> Job A
Repeat verbatim the lines of the listing from the one containing "Locate the man;" through the final line of the listing, both included.

> Reading text
Command Security Corp. has a market cap of $20.1 million; its shares were traded at around $1.79 with a P/E ratio of 10.8 and P/S ratio of 0.1.

Highlight of Business Operations:

Our revenues decreased slightly by $67,029 or 0.2%, to $37,525,639 for three months ended December 31, 2010, from $37,592,668 in the corresponding period of the prior year. The decrease in revenues for the three months ended December 31, 2010 was mainly due to: (i) the loss of revenues of approximately $1,800,000 associated with skycap, wheelchair, cargo, security and baggage handling services previously provided to Delta Air Lines (“Delta”) at John F. Kennedy International Airport (“JFK”) and (ii) the loss of a contract to provide services to a major domestic airline carrier at Oakland International Airport (“OAK”) of approximately $450,000. The decrease in our revenues was partially offset by: (i) increased revenues of approximately $700,000 associated with an expansion of services provided under a contract with a major transportation company; (ii) expansion of services provided to new and existing security customers and several airlines that resulted in additional aggregate revenues of approximately $800,000 and (iii) rate increases at Los Angeles International Airport (“LAX”) in connection with higher wage and related benefit rates resulting from local living wage ordinances and a collective bargaining agreement.

> Job B
Write the next part of the passage on Command Security Corp.'s quarterly revenues, picking up after its last sentence.

> Dataset entries
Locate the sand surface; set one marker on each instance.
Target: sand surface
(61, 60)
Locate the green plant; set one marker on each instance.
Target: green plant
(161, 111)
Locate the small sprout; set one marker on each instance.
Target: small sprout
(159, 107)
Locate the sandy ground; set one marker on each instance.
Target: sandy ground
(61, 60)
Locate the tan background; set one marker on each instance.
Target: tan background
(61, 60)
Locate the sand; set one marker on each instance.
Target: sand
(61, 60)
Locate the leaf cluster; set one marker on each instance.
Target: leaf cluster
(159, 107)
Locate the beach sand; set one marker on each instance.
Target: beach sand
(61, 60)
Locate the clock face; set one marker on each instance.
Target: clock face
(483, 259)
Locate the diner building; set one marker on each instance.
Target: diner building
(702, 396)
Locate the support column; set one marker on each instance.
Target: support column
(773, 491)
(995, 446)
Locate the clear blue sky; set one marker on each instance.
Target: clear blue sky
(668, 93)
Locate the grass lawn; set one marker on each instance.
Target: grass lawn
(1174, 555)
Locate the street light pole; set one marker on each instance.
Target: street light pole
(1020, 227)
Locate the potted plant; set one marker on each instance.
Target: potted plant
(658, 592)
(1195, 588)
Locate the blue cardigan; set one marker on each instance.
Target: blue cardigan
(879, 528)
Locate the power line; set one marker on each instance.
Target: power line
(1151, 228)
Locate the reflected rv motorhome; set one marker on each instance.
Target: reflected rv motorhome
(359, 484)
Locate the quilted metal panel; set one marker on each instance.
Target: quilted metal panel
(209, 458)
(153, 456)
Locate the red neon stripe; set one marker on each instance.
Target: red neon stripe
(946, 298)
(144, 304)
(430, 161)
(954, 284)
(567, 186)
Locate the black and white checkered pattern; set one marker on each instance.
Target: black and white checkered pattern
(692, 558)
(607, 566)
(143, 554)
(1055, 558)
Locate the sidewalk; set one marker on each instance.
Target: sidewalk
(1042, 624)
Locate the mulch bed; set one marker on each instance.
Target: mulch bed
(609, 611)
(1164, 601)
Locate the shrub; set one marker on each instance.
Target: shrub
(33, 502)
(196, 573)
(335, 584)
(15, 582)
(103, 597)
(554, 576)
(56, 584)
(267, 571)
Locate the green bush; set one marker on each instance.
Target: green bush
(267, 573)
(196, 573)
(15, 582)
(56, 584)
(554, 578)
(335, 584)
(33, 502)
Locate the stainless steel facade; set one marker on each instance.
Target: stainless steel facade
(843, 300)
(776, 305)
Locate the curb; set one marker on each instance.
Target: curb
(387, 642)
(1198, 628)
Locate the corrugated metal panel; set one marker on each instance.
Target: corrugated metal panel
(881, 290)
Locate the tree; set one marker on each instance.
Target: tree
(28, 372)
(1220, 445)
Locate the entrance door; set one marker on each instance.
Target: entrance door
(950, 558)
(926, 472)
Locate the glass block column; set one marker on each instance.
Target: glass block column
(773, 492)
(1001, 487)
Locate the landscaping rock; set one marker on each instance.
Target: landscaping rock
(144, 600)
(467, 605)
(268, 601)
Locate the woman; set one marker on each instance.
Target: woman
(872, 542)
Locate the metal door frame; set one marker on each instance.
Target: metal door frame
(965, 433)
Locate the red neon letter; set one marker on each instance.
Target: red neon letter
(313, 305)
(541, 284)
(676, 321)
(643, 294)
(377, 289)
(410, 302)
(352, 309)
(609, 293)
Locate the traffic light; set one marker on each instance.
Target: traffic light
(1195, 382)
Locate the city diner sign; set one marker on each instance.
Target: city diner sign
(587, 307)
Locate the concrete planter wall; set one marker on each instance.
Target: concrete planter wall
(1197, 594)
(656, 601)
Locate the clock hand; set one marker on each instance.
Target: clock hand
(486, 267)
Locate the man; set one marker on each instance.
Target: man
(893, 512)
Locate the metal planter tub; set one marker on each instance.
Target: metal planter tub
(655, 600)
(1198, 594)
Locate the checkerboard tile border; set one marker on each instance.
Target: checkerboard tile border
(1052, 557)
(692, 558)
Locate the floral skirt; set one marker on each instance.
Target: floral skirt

> Written response A
Locate the man; set one marker on each instance.
Target: man
(893, 512)
Locate the metal planter tub; set one marker on each instance.
Target: metal planter tub
(655, 600)
(1198, 594)
Locate the checkerboard tile border; set one marker on each instance.
Target: checkerboard tile border
(1052, 557)
(692, 558)
Locate the floral skirt; set one marker on each instance.
Target: floral skirt

> Written response B
Our revenues increased $570,781 or 0.5%, to $110,706,205 for the nine months ended December 31, 2010, from $110,135,424 in the corresponding period of the prior year. The increase in revenues for the nine months ended December 31, 2010 was due mainly to: (i) a full nine months of revenues in the current year period related to a contract that commenced at various dates during the prior year period to provide security services to a major transportation company that generated additional aggregate revenues in the nine months ended December 31, 2010 of approximately $4,600,000; (ii) expansion of services provided to new and existing customers as described above that resulted in additional aggregate revenues of approximately $3,300,000 and (iii) rate increases at LAX as noted above. The increase in our revenues was partially offset by: (i) the loss of revenues of approximately $7,100,000 associated with a contract with Delta at JFK as noted above; (ii) the loss of a contract to provide services to a major domestic airline carrier at OAK of approximately $470,000; (iii) reduced demand for our services from several of our airline customers that we believe is primarily related to trends in the aviation industry toward reduced capacity, which resulted in reductions of service hours that we provided to such carriers and a corresponding reduction of revenues from such carriers of an aggregate of approximately $500,000 and (iv) reductions in service hours and rates of certain security services customers.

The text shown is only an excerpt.